Your objective ▸
What do the lines from the top of the data through the line with "point(108, 232)" say? Quote them exactly and include both ends.

Data for processing ▸
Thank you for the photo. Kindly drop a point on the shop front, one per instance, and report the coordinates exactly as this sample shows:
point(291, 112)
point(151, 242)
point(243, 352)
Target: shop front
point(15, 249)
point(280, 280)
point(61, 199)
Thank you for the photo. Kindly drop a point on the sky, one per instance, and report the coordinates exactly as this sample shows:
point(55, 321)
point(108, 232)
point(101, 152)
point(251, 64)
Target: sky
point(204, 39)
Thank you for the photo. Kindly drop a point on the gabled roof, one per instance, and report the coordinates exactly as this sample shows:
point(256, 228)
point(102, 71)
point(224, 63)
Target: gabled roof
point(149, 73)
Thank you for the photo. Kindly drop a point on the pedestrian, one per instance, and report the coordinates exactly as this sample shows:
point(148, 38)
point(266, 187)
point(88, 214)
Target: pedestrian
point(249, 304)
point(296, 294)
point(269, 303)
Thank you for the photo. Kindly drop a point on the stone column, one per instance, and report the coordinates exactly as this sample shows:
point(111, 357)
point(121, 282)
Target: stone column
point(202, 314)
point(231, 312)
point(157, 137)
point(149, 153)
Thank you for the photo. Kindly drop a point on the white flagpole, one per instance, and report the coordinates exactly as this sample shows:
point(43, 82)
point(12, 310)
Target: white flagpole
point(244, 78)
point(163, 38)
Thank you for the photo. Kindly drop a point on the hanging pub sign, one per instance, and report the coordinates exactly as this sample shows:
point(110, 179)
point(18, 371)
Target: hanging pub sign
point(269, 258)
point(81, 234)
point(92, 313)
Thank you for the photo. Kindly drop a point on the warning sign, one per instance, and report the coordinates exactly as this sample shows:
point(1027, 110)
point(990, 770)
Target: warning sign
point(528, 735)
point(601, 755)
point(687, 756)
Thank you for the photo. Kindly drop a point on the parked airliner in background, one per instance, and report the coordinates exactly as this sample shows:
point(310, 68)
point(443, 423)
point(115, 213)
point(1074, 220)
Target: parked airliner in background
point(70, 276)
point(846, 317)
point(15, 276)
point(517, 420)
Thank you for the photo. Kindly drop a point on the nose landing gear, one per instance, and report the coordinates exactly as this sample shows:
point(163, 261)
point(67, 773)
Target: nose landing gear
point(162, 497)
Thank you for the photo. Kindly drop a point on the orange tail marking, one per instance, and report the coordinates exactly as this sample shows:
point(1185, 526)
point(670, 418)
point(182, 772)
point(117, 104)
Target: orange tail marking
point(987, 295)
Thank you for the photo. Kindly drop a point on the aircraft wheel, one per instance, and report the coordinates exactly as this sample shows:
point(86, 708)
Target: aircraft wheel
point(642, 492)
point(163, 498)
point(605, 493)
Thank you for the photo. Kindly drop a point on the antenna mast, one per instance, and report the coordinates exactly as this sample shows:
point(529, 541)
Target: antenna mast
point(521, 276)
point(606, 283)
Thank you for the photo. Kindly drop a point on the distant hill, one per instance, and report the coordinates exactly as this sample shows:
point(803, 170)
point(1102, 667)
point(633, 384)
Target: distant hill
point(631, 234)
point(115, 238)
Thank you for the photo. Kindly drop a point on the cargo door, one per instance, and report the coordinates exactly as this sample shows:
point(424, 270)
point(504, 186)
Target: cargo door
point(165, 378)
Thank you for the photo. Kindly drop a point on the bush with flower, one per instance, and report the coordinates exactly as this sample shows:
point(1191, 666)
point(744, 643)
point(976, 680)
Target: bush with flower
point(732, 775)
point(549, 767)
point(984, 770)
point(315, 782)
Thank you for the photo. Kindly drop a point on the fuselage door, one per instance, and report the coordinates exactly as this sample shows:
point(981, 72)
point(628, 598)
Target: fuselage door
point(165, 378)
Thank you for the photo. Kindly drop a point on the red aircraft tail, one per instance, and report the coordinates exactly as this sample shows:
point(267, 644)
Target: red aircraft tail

Answer to this exercise ▸
Thank you for the photo. Kindly drop a point on the shop front, one per instance, and report the coordinates exactly as this sample shows:
point(291, 112)
point(151, 242)
point(243, 352)
Target: shop front
point(15, 249)
point(280, 280)
point(61, 199)
Thank you for the photo. Kindly drop a point on the sky, one per instance, and report the coordinates exactly as this sample shows:
point(55, 321)
point(108, 232)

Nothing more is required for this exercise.